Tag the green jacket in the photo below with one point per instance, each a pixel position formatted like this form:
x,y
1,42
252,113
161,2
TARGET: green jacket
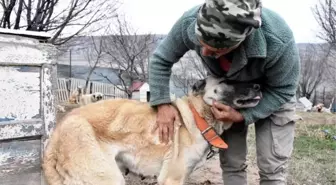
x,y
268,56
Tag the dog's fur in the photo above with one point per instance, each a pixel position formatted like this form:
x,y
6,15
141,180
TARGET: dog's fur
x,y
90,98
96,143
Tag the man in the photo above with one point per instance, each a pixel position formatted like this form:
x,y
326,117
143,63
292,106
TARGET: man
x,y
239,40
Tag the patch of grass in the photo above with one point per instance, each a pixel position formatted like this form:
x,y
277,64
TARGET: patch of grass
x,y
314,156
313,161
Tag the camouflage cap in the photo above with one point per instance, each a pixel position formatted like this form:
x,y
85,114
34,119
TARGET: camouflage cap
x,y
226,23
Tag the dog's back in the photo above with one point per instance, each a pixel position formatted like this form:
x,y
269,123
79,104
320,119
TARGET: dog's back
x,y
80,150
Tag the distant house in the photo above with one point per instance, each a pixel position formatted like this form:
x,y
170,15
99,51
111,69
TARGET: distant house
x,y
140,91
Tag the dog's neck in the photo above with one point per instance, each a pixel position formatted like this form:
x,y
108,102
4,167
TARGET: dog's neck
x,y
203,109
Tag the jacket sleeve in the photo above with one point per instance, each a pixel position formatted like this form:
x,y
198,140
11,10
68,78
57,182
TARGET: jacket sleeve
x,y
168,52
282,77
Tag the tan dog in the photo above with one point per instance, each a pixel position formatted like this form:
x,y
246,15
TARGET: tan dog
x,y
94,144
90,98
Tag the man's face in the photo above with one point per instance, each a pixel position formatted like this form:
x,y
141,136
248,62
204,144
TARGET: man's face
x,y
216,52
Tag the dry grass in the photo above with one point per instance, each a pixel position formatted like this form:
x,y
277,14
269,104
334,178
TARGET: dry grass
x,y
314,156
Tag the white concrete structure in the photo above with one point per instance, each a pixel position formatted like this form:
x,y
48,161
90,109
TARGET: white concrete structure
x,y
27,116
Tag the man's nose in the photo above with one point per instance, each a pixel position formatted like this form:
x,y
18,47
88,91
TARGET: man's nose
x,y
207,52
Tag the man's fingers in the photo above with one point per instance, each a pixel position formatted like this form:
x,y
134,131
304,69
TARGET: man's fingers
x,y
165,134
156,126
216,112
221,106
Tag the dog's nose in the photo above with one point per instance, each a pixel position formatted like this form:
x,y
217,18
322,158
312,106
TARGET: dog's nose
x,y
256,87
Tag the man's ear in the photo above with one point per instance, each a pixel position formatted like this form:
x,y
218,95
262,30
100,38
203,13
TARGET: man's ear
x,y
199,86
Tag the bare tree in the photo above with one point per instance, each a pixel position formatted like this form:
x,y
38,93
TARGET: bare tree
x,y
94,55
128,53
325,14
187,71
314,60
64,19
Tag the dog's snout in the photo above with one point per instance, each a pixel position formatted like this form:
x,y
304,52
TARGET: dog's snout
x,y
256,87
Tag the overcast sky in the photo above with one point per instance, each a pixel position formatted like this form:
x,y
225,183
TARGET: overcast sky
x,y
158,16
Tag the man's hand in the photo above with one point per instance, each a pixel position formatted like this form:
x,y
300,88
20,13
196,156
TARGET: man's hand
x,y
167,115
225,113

____________________

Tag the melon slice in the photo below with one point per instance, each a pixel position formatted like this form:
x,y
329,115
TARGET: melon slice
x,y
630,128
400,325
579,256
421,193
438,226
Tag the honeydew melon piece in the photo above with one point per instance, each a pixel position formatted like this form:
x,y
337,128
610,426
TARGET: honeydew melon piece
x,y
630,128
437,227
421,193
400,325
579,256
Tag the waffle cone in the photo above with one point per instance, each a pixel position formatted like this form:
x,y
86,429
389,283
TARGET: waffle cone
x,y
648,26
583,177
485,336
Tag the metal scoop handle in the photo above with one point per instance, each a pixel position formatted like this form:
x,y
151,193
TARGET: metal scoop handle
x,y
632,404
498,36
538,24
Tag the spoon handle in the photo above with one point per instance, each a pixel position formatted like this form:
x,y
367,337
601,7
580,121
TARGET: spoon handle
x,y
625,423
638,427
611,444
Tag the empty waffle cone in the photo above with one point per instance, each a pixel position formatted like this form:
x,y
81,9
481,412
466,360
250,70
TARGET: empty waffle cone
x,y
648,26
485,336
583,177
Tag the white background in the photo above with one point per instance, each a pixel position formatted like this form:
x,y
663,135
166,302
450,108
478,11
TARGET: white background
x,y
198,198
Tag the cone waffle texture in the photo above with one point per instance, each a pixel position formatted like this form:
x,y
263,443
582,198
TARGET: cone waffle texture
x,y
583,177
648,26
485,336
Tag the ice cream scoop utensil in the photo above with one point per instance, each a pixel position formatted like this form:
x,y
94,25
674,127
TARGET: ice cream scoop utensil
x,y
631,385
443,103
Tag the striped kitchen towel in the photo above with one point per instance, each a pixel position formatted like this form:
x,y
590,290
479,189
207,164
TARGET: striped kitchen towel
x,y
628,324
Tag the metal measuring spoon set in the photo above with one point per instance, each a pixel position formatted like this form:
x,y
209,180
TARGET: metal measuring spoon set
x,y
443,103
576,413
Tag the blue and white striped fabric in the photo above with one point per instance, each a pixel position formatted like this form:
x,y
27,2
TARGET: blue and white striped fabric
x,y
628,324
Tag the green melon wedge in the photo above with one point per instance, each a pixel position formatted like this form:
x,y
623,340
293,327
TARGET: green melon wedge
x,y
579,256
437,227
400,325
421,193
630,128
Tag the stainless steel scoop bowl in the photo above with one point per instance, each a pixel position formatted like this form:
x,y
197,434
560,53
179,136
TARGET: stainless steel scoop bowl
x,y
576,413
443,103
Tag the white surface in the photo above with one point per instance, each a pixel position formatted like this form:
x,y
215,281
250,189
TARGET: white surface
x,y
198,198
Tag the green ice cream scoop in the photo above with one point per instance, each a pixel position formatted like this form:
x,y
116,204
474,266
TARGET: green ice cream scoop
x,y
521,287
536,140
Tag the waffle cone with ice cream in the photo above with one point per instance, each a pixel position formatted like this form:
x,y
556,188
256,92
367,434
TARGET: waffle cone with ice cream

____________________

ACTION ITEM
Go through the entries. Report every line that contains the word "below".

EXERCISE SOLUTION
Tag the green jacket in the photo below with one point per instance, each a pixel position formatted like this form:
Tag the melon slice in the photo below with one point per instance, each a pixel position formatted like this form:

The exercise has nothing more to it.